● **RECORDS TO USE**

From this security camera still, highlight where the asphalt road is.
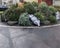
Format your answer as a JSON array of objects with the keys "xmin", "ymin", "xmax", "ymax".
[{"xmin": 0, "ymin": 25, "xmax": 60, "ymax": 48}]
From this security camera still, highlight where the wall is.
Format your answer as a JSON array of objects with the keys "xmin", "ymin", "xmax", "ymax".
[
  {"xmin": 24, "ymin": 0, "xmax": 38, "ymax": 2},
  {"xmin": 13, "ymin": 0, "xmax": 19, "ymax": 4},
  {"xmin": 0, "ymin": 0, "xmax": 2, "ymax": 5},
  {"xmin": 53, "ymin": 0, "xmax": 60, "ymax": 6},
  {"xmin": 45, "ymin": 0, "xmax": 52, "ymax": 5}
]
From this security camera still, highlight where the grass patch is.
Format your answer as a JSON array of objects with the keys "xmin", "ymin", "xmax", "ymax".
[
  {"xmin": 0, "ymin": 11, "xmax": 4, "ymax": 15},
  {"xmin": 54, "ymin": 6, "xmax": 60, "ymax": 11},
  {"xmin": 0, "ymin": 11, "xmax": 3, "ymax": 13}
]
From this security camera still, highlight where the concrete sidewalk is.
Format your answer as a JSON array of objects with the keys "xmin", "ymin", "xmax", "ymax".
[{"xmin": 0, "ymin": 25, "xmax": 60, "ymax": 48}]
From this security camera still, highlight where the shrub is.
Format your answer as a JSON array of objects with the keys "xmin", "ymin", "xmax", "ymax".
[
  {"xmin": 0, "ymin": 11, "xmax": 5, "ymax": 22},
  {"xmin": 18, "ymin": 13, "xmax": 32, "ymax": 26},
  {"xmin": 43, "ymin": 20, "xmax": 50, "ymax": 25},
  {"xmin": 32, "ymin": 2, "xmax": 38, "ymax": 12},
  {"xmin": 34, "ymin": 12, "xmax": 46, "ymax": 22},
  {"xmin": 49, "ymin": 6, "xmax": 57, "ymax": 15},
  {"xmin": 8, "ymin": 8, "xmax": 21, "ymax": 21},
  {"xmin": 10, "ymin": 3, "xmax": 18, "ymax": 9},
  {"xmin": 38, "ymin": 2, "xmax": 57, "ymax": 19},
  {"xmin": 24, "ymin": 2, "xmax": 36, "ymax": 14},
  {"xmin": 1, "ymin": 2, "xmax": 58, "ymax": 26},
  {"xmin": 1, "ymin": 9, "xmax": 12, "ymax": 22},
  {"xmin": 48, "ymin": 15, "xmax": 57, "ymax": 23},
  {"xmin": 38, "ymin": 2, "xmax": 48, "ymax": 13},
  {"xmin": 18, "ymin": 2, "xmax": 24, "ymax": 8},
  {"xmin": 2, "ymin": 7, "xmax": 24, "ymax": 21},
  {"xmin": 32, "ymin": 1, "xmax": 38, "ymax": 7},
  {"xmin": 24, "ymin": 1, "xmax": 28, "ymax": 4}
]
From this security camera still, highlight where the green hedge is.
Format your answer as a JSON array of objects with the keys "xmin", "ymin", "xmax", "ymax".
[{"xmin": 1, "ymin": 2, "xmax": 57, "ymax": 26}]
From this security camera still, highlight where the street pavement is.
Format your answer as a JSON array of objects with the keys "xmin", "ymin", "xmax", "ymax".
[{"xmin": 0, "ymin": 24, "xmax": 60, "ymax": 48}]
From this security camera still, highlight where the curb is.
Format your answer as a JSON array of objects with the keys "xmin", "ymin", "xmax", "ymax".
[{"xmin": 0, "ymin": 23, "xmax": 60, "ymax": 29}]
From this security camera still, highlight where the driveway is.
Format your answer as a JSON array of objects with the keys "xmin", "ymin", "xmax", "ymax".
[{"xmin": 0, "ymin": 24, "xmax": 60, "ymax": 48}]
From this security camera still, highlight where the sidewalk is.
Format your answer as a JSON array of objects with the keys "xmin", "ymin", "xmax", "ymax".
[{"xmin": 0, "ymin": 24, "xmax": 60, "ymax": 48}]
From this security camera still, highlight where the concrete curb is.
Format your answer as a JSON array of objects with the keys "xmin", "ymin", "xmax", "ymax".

● **WORK ORDER**
Repeat exactly and only the lines from the start of the data above through the line that holds "From this security camera still, highlight where the wall", inclusive. Pictures do not belong in the copy.

● **RESULT OF THE TASK**
From this security camera still, highlight where the asphalt road is.
Format your answer as a JSON array of objects with the keys "xmin", "ymin", "xmax", "ymax".
[{"xmin": 0, "ymin": 25, "xmax": 60, "ymax": 48}]
From this security camera still, highlight where the wall is.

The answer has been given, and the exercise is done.